■ To do ■
Put every line of the records below into a numbered list, leaving out any blank lines.

■ Materials provided ■
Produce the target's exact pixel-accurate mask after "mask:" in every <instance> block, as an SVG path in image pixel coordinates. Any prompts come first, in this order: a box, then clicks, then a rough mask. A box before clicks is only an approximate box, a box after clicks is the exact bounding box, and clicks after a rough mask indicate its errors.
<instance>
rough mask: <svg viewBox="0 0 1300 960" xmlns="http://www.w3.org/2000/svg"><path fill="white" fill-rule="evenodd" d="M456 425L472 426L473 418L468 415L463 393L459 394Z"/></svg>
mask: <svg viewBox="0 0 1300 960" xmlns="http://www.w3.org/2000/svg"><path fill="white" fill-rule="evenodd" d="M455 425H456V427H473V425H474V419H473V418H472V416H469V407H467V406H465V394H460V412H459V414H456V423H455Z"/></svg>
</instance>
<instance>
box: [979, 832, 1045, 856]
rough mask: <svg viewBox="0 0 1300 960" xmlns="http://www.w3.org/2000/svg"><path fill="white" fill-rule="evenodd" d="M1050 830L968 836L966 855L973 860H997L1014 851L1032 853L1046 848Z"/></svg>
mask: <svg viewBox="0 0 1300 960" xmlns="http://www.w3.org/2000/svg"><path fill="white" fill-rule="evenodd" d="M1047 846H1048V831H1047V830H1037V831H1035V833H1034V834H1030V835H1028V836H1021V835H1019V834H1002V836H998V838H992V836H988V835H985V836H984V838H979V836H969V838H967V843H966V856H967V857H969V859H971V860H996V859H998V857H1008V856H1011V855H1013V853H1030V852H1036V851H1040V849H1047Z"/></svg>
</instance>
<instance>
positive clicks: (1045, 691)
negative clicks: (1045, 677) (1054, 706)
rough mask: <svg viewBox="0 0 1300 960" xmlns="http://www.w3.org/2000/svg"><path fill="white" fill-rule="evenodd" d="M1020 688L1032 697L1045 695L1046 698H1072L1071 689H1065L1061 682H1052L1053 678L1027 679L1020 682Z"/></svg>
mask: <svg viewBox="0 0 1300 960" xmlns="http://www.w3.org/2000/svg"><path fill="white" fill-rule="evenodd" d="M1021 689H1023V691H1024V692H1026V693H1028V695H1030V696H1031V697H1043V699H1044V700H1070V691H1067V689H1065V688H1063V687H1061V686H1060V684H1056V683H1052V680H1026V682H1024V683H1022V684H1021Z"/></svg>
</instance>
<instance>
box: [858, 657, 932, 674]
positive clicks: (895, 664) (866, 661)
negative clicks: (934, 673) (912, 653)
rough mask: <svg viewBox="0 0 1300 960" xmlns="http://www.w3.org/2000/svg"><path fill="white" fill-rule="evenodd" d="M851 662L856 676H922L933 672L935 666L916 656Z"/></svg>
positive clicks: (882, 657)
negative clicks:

■ Answer to this problem ■
1. Produce the target's exact pixel-accurate mask after "mask:" in every <instance> block, as an SVG path in image pixel coordinates. Any prompts come first, in this order: a box, then clicks, then a rough mask. A box before clicks is only an approximate box, a box after clicks is the exact bounding box, and clicks after a rough mask indicate its errors.
2. <instance>
3. rough mask: <svg viewBox="0 0 1300 960" xmlns="http://www.w3.org/2000/svg"><path fill="white" fill-rule="evenodd" d="M456 425L472 426L473 418L468 415L463 393L459 394Z"/></svg>
4. mask: <svg viewBox="0 0 1300 960" xmlns="http://www.w3.org/2000/svg"><path fill="white" fill-rule="evenodd" d="M455 425H456V427H473V425H474V419H473V418H472V416H469V407H467V406H465V394H460V412H459V414H456V423H455Z"/></svg>
5. </instance>
6. <instance>
7. box: [979, 832, 1045, 856]
8. rough mask: <svg viewBox="0 0 1300 960" xmlns="http://www.w3.org/2000/svg"><path fill="white" fill-rule="evenodd" d="M1050 830L968 836L966 855L973 860H997L1014 851L1032 853L1046 848Z"/></svg>
9. mask: <svg viewBox="0 0 1300 960" xmlns="http://www.w3.org/2000/svg"><path fill="white" fill-rule="evenodd" d="M1047 846H1048V831H1047V830H1037V831H1035V833H1034V834H1030V835H1028V836H1021V835H1019V834H1002V836H998V838H992V836H988V835H985V836H984V838H979V836H969V838H967V843H966V856H967V857H969V859H971V860H996V859H998V857H1008V856H1011V855H1013V853H1030V852H1036V851H1040V849H1047Z"/></svg>
10. </instance>
11. <instance>
12. positive clicks: (1045, 691)
13. negative clicks: (1045, 677) (1054, 706)
14. rough mask: <svg viewBox="0 0 1300 960" xmlns="http://www.w3.org/2000/svg"><path fill="white" fill-rule="evenodd" d="M1020 688L1032 697L1045 695L1046 698H1072L1071 689H1065L1061 682H1052L1053 678L1027 679L1020 682Z"/></svg>
15. mask: <svg viewBox="0 0 1300 960" xmlns="http://www.w3.org/2000/svg"><path fill="white" fill-rule="evenodd" d="M1021 689H1023V691H1024V692H1026V693H1028V695H1030V696H1031V697H1043V699H1044V700H1070V691H1067V689H1065V688H1063V687H1061V686H1060V684H1056V683H1052V680H1026V682H1024V683H1022V684H1021Z"/></svg>
16. </instance>
17. <instance>
18. box: [858, 657, 932, 674]
19. positive clicks: (895, 664) (866, 661)
20. negative clicks: (934, 673) (912, 653)
21. rough mask: <svg viewBox="0 0 1300 960" xmlns="http://www.w3.org/2000/svg"><path fill="white" fill-rule="evenodd" d="M851 662L856 676H922L933 672L935 666L916 656Z"/></svg>
22. positive clicks: (882, 657)
23. negative clicks:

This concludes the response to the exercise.